§ **PROBLEM DETAILS**
Copy the part of the Newsom recall article below word for word, beginning at the words "The other thing" and stopping after "to such nonsense.".

§ **PROVIDED PASSAGE**
○ ○ ○ ○ ○

"The Week" is Weak on Facts About the Gavin Newsom Recall

AP Photo/Marcio Jose Sanchez

Gavin Newsom was right about one thing in his unhinged rant. People outside of the state are “bitching” about California, but not for the reasons he thinks they are. Most who are talking about the Recall are his media allies, and the majority of them are rooting for Hair Gel to defeat it. What they “bitch” about is why are people still so upset about Newsom dining out maskless at The French Laundry. Who cares? He’s a Democrat, dahling! It’s what they do for the greater good. Keep California blue, and keep those evil Republicans out of office!


The other thing legacy media bitches about is the Recall process itself, and how, if Newsom does manage to skirt removal, the Democrat Supermajority needs to address this “wacky process” so that good politicians like Governor Hair Gel are not subjected to such nonsense.

A publication called The Week has made these very assertions, spouting out false information and falling on false tropes about exactly why Gavin Newsom is being recalled, and how recalls work in the State of California.

Here’s one example:

When all of this is over, Californians might want to sit down and have a little rethink about a system that makes two goofy media personalities the leading contenders to be the next accidental governor of the world’s sixth-largest economy. If nothing else, they should be using Ranked Choice Voting for the second round, ensuring that the winner has, if nothing else, some kind of majority support. Better still would be to cut this kooky process out of the state constitution altogether. You should probably need to commit more serious crimes to get removed from office in the middle of your term than annoying the voters.

While they link CalMatters, which has done yeoman’s work in explaining the nuances of the Recall, and has kept a daily tracker of the funding for both the proponents and opponents of the Recall, apparently The Week writer cherry-picked what he wanted from their site and ran with the narrative he wanted.


Imagine a legacy media doing that—Why, it’s unheard of! <insert *eyeroll* emoji here>

So, here’s a bit of education for The Week‘s writer, and for anyone else who is curious about the Recall from the perspective of an actual Californian who has been on the ground with its proponents almost from the beginning.

○ ○ ○ ○ ○

§ **GIVEN RECORDS**
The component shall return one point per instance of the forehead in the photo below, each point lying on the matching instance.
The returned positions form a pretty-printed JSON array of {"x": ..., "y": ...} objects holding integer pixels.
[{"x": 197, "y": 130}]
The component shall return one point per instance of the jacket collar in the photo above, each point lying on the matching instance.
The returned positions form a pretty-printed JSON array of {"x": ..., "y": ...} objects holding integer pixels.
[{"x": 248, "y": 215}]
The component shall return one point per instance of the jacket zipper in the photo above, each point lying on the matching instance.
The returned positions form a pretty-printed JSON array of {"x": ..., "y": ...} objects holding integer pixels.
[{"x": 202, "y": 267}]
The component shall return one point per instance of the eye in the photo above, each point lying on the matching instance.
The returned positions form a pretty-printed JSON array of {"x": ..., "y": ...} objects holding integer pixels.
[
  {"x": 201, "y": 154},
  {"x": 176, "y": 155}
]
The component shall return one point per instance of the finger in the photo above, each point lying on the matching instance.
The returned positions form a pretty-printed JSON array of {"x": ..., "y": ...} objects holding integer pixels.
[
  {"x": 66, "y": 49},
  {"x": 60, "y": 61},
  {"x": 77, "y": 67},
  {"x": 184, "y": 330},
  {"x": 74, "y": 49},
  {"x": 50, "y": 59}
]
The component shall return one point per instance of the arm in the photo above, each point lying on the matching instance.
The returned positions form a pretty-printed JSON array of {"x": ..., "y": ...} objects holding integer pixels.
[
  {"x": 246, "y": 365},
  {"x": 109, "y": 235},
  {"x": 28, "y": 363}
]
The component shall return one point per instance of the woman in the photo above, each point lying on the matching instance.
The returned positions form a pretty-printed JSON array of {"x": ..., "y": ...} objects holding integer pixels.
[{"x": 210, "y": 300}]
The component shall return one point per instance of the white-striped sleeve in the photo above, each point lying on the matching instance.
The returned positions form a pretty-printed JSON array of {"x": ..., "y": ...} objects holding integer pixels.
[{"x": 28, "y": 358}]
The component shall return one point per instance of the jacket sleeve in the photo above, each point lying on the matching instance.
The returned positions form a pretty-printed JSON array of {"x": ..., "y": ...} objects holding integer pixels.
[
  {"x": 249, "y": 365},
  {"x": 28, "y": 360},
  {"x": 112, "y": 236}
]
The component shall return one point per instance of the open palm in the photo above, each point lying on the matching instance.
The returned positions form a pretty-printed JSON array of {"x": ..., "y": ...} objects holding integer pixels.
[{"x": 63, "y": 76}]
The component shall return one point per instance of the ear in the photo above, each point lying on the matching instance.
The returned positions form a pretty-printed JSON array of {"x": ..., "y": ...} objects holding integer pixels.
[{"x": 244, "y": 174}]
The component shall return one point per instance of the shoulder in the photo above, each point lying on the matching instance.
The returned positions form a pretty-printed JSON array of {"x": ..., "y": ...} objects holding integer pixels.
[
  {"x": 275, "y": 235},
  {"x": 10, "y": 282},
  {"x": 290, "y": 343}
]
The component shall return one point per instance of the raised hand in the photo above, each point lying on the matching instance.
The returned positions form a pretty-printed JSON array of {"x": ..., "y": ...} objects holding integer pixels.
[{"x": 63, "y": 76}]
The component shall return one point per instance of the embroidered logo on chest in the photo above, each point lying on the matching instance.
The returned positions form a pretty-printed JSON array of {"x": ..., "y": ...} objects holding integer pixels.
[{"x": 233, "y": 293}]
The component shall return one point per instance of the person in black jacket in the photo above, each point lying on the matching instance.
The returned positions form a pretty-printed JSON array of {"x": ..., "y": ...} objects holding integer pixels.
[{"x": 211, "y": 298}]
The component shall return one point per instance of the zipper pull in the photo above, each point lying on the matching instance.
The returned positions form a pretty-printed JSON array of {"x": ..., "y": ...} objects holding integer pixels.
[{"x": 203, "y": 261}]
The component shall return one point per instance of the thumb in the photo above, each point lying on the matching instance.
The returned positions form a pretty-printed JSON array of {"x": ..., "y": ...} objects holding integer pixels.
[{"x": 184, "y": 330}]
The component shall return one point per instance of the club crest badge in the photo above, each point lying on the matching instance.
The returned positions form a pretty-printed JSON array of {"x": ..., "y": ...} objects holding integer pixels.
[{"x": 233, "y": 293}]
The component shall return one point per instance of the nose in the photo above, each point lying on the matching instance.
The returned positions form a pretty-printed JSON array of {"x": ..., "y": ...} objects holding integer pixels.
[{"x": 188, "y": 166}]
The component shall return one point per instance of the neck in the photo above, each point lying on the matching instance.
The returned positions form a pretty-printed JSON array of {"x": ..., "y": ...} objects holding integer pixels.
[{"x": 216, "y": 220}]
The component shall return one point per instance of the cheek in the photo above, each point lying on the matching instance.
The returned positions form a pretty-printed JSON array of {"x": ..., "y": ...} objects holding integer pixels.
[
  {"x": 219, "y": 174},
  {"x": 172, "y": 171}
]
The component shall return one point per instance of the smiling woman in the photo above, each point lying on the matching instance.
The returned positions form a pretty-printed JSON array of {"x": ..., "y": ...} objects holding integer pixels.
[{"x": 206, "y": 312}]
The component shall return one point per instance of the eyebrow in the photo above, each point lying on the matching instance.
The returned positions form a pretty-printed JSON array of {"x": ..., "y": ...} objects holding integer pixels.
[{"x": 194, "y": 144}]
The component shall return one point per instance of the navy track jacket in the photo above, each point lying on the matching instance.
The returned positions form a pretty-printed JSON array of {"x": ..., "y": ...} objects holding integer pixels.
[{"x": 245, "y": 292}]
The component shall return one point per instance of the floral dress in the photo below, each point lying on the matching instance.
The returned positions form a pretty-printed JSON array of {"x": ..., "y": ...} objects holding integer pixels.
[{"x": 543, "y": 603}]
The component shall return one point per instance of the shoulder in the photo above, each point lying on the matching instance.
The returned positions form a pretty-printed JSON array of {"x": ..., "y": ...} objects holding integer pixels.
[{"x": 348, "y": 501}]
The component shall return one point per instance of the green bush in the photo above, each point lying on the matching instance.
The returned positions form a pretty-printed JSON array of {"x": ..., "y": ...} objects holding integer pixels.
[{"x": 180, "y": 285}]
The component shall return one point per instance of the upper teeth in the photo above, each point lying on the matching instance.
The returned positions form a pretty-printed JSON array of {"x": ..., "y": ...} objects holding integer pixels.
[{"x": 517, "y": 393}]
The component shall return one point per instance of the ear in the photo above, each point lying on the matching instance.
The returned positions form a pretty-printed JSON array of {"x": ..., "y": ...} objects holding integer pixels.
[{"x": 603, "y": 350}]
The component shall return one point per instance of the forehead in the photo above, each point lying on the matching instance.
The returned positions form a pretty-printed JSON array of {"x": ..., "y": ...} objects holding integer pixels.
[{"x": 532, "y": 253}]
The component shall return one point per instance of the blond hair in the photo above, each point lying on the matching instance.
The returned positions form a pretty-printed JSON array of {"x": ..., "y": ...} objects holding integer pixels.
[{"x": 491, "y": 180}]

○ ○ ○ ○ ○

§ **YOUR SOLUTION**
The other thing legacy media bitches about is the Recall process itself, and how, if Newsom does manage to skirt removal, the Democrat Supermajority needs to address this “wacky process” so that good politicians like Governor Hair Gel are not subjected to such nonsense.